• **Excerpt to read**:
* * * * * * *

The present action is trover. It is elementary that at common law the plaintiff, in order to support this action, must at the time of the conversion have had a complete property either general or special in the chattel and also the actual possession, or the right to the immediate possession of it. Chitty on Pl. 167, and cases cited in the notes on that page. And such always has been the law in this State, both before and since the practice act. Vincent v. Cornell, 13 Pick. 294. Newhall v. Kingsbury, 131 Mass. 445. Robinson v. Bird, 158 Mass. 357. Winship v. Neale, 10 Gray 382. And the plaintiff must show that at the date of the writ he had the right to immediate possession. Newhall v. Kingsbury, ubi supra, and cases cited. If there be an outstanding special property in another so that the general owner has not the right to immediate possession, then the latter should sue in case for the injury to his reversion, not in trover for the value of his goods. Chitty on PI. 167.

* * * * * * *

• **Information provided**:

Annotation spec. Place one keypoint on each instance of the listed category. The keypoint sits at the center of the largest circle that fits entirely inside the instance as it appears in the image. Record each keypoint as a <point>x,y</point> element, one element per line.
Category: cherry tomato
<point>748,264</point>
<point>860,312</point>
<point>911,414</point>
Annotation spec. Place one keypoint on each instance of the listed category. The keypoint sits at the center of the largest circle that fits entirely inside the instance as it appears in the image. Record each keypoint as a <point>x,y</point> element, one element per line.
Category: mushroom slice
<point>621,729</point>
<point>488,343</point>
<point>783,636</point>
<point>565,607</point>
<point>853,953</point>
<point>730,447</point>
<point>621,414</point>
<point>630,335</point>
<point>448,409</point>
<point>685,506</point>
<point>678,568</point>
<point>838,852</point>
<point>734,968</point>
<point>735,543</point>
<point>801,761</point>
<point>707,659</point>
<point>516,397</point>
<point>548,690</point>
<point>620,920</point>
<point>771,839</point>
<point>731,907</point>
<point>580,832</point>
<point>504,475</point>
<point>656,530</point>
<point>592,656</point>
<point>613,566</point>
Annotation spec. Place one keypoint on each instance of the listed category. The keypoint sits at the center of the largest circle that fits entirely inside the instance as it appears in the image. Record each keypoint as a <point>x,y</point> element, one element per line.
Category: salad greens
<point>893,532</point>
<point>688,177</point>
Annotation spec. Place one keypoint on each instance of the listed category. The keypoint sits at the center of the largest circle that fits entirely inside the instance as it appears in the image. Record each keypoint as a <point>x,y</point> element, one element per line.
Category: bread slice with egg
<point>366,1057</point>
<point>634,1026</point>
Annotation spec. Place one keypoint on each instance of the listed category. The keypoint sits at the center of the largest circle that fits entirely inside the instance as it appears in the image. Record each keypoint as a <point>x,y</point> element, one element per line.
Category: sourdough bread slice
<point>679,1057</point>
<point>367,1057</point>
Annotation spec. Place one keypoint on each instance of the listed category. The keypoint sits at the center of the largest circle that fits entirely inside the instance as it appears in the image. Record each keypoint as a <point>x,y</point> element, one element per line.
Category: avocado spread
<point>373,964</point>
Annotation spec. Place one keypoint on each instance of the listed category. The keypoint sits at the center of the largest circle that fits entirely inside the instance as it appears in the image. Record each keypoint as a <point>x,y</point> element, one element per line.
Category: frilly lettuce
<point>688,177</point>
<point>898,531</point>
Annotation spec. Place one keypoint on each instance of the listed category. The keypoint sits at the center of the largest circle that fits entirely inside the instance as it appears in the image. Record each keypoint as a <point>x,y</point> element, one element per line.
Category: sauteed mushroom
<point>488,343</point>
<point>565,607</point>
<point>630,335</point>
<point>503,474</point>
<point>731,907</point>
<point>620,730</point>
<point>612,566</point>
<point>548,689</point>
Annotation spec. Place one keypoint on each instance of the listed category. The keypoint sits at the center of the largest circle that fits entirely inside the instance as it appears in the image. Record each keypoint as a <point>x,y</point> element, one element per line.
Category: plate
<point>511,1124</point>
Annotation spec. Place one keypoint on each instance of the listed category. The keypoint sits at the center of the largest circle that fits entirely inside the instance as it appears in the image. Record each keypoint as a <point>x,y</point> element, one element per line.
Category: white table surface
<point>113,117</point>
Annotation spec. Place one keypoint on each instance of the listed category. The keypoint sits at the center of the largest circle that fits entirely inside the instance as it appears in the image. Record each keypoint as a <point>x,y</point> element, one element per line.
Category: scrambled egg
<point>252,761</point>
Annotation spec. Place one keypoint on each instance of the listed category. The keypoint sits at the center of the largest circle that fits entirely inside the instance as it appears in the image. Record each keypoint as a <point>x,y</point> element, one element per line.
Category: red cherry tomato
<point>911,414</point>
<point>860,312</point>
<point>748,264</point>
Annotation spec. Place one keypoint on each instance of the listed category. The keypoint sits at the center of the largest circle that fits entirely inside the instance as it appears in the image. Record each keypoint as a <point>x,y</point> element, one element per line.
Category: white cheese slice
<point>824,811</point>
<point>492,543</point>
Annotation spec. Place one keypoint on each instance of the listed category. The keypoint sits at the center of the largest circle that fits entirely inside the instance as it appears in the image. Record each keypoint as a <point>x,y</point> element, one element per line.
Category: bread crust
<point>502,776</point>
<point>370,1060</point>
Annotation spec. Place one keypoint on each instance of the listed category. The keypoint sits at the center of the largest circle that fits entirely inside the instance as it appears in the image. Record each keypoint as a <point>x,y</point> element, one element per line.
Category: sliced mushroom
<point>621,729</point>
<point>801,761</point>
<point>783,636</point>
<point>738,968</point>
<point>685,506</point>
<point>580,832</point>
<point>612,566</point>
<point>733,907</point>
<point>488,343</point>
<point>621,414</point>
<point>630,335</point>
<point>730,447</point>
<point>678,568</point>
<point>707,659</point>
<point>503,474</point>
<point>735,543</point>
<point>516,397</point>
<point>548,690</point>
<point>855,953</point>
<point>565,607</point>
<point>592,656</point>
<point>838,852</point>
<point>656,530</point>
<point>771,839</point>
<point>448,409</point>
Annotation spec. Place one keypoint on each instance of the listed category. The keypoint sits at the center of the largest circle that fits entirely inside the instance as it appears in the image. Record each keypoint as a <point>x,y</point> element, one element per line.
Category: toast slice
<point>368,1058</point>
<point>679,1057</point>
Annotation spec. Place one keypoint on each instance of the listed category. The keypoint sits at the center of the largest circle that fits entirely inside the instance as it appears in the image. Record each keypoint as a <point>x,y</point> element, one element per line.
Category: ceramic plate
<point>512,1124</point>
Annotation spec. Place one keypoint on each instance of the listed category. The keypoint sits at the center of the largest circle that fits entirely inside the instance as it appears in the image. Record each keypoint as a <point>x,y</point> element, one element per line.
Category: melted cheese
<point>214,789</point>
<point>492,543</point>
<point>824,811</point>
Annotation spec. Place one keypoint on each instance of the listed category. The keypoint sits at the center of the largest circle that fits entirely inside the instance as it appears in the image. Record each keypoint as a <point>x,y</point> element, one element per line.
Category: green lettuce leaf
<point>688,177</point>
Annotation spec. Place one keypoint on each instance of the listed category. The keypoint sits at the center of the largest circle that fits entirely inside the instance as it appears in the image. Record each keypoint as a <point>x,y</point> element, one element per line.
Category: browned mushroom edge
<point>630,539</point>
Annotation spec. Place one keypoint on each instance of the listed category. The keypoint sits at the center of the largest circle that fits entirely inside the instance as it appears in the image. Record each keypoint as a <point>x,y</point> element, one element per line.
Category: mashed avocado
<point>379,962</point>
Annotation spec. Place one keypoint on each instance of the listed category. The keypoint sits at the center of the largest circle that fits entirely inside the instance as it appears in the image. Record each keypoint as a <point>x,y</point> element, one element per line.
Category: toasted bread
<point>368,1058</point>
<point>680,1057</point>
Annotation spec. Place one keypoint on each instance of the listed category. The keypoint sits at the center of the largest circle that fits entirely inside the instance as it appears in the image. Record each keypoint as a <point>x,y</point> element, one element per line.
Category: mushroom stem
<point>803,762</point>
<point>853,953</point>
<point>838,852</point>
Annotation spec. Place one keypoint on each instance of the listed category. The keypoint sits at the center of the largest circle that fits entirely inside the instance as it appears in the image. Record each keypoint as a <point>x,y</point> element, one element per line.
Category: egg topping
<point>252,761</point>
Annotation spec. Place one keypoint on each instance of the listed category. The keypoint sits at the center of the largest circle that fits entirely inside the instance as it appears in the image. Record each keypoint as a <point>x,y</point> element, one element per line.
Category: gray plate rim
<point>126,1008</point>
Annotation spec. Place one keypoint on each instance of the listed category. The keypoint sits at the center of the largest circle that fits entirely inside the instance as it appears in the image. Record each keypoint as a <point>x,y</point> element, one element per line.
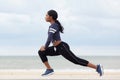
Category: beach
<point>35,74</point>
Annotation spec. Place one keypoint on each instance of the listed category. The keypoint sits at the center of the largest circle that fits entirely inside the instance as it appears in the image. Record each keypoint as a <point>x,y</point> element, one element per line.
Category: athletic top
<point>53,34</point>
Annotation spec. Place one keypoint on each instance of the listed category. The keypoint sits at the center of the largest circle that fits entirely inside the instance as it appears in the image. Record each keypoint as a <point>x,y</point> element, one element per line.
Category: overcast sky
<point>92,27</point>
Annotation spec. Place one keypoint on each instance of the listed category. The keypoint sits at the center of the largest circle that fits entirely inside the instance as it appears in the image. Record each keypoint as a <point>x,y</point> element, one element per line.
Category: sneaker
<point>100,70</point>
<point>48,72</point>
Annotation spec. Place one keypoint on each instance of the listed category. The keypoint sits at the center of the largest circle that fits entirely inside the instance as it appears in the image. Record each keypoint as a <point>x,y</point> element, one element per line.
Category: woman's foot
<point>100,70</point>
<point>48,72</point>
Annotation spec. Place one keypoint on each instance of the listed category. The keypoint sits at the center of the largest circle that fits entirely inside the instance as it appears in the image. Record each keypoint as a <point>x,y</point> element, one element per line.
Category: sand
<point>35,74</point>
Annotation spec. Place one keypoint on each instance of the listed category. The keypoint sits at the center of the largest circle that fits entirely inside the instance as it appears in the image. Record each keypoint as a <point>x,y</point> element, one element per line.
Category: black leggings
<point>64,50</point>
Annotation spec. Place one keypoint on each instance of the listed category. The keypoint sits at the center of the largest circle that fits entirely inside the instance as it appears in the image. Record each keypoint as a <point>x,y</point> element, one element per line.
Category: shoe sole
<point>48,74</point>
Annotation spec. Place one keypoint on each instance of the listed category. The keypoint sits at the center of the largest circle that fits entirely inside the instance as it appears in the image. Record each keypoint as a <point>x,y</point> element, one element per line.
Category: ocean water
<point>57,62</point>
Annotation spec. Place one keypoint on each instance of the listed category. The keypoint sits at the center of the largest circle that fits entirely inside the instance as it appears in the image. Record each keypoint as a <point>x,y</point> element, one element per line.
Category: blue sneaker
<point>48,72</point>
<point>100,70</point>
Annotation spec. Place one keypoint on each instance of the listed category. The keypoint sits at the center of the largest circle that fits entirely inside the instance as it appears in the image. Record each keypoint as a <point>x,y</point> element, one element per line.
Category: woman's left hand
<point>42,48</point>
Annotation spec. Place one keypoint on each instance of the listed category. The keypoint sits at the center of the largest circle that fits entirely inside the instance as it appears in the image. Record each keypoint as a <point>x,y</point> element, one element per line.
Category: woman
<point>62,48</point>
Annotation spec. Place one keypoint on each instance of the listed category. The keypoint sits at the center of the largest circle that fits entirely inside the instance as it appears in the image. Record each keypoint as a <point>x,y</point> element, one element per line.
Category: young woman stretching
<point>62,48</point>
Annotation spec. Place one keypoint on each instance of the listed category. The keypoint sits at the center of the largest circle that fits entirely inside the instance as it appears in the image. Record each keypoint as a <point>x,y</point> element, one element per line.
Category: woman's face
<point>48,18</point>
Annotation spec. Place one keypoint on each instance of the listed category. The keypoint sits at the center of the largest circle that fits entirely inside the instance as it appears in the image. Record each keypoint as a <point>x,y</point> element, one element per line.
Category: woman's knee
<point>40,52</point>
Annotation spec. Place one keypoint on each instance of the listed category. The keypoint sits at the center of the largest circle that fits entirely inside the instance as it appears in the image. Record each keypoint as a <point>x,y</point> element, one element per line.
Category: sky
<point>92,27</point>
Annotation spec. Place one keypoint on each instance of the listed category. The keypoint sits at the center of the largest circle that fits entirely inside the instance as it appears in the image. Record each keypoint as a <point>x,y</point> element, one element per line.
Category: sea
<point>57,62</point>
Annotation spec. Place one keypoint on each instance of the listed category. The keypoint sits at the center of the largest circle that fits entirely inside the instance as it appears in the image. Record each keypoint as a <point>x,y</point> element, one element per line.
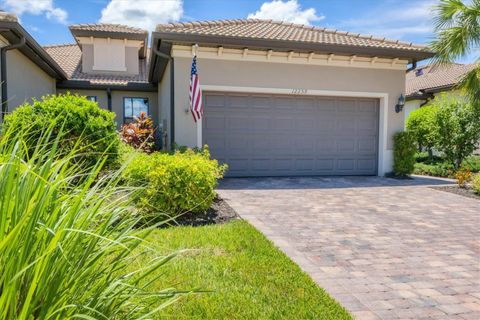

* * * * * * *

• **Written instruction**:
Decide whether each of the following statements agrees with the passage on trover. Answer yes or no for each, and quote the words of the passage that settle it.
1. At common law, a plaintiff in trover needs a complete property in the chattel along with actual possession or the right to immediate possession.
2. The law on this point in the State changed after the practice act.
3. A general owner who lacks the right to immediate possession because another holds an outstanding special property should sue in trover for the value of his goods.

• **Solution for this problem**:
1. Yes: "must at the time of the conversion have had a complete property either general or special in the chattel and also the actual possession, or the right to the immediate possession of it."
2. No: "such always has been the law in this State, both before and since the practice act."
3. No: "then the latter should sue in case for the injury to his reversion, not in trover for the value of his goods."